• **Text under study**
┄┄┄┄┄┄┄┄┄┄┄┄┄┄┄┄┄┄┄┄
Risk is the main issue facing UK DB schemes, and must be their key focus, according to pensions and benefits consultancy Hymans Robertson in response to the DWP’s DB Green Paper. Excellence in risk management, and using the funding flexibilities available, should be schemes’ main priority, putting a spotlight on improving benefit security, says the firm.
Calum Cooper, head of trustee DB at Hymans Robertson, said: “The DWP‘s view that DB schemes are generally affordable is absolutely right, so focusing on cost efficiency, whilst important, is not obviously the number one driver for the industry. Instead, it is vital we recognise the cost of running unnecessary risk. Each year there is still £423bn p.a. of risk in the system.
“It is blatantly clear that DB benefits no longer come with a cast iron guarantee. Indeed the Pension Protection Fund’s (PPF) modelling suggest that in the worst 10% of outcomes around 1,000 sponsors could be insolvent by 2030, so this needs to be tackled. Yet excellence in integrated risk management is not yet prevalent across the industry.”
┄┄┄┄┄┄┄┄┄┄┄┄┄┄┄┄┄┄┄┄
• **Apply what you read**
1. In the Hymans Robertson text, how much risk is still in the system each year?
2. Do these statements agree with the Hymans Robertson text? Answer yes or no for each and quote the deciding words. (a) The DWP considers DB schemes to be generally affordable. (b) In the worst 10% of outcomes, the PPF's modelling suggests around 1,000 sponsors could be insolvent by 2030. (c) Excellence in integrated risk management is already widespread across the industry.
3. Carry the Hymans Robertson text forward from its last sentence.

• **Entries supplied**
┄┄┄┄┄┄┄┄┄┄┄┄┄┄┄┄┄┄┄┄
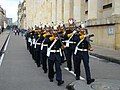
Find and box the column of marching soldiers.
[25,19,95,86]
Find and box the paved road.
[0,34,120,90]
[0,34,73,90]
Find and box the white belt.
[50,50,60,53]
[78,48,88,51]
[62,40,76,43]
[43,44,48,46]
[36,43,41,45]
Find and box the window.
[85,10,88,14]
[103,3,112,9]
┄┄┄┄┄┄┄┄┄┄┄┄┄┄┄┄┄┄┄┄
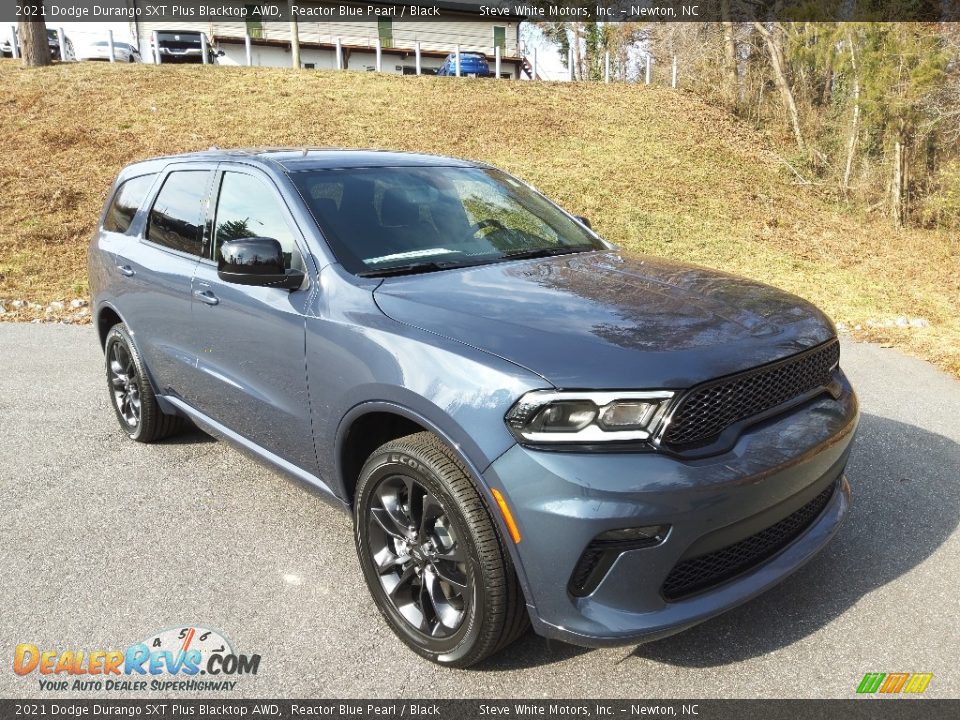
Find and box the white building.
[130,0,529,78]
┄┄┄┄┄┄┄┄┄┄┄┄┄┄┄┄┄┄┄┄
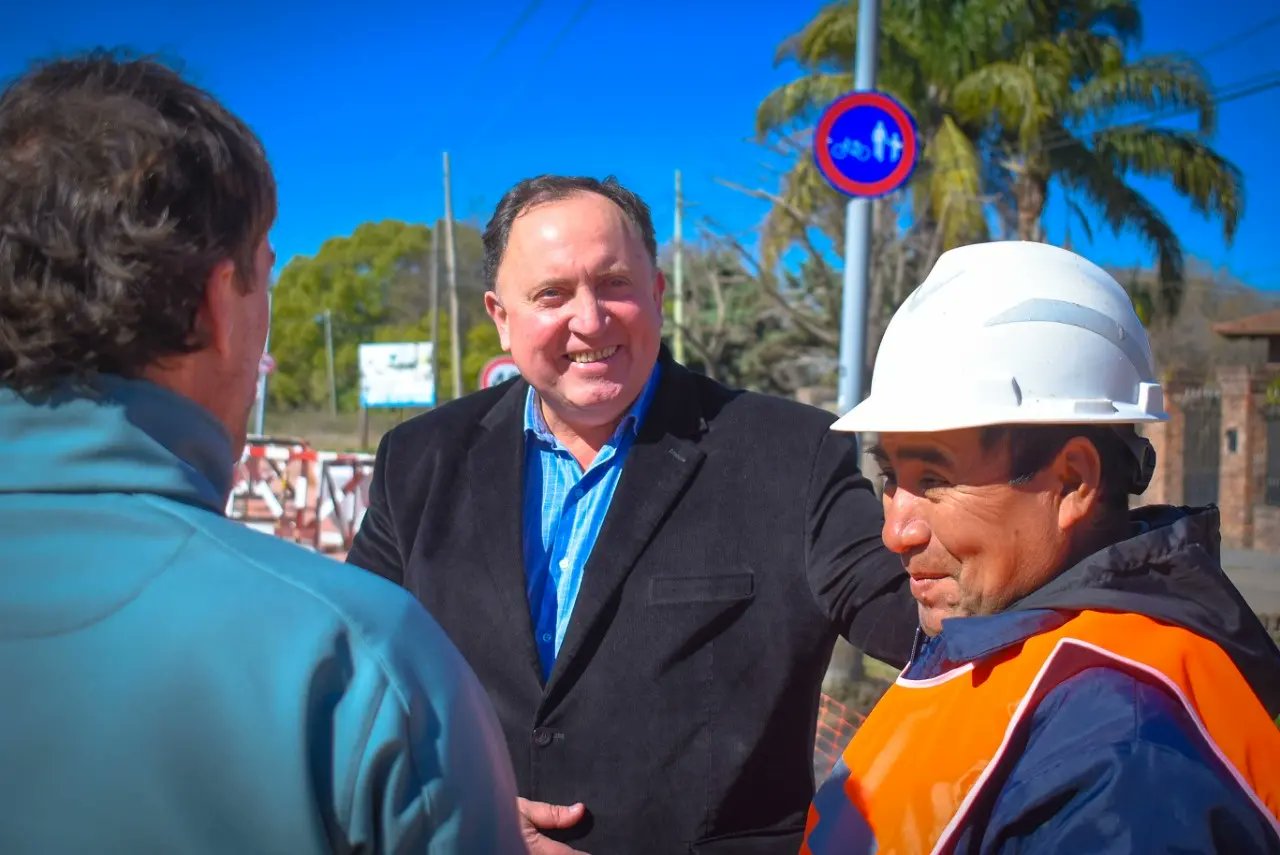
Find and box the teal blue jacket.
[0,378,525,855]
┄┄┄┄┄┄┄┄┄┄┄┄┄┄┄┄┄┄┄┄
• **Answers for each item**
1. £423bn p.a.

2.
(a) Yes: "The DWP‘s view that DB schemes are generally affordable is absolutely right"
(b) Yes: "in the worst 10% of outcomes around 1,000 sponsors could be insolvent by 2030"
(c) No: "excellence in integrated risk management is not yet prevalent across the industry"

3.
Commenting on the industry’s ongoing focus on deficits, Cooper continued: “We are concerned that the industry response to the DB Green Paper will continue to focus on short term deficits when this is an opportunity to look at improving outcomes in the long term. It is important to manage risk through a long term lens, using all avenues and levers available, to improve the security of benefits.”
“The attention given to deficits has distracted from improving the security of pensions. As a strategy, simply pouring more money into schemes hasn’t worked for the last 15 years so it is fair to assume it won’t over the next 15. For too long schemes have viewed an increasingly complex web of investment, funding and strategy decisions through the narrow filter of deficits and discount rates. This can be improved by £250bn1 without increasing cash contributions if schemes are patient and take a truly integrated approach to risk management. This integrated approach to risk management is key to tackling the £423bn risks of DB in drawdown.”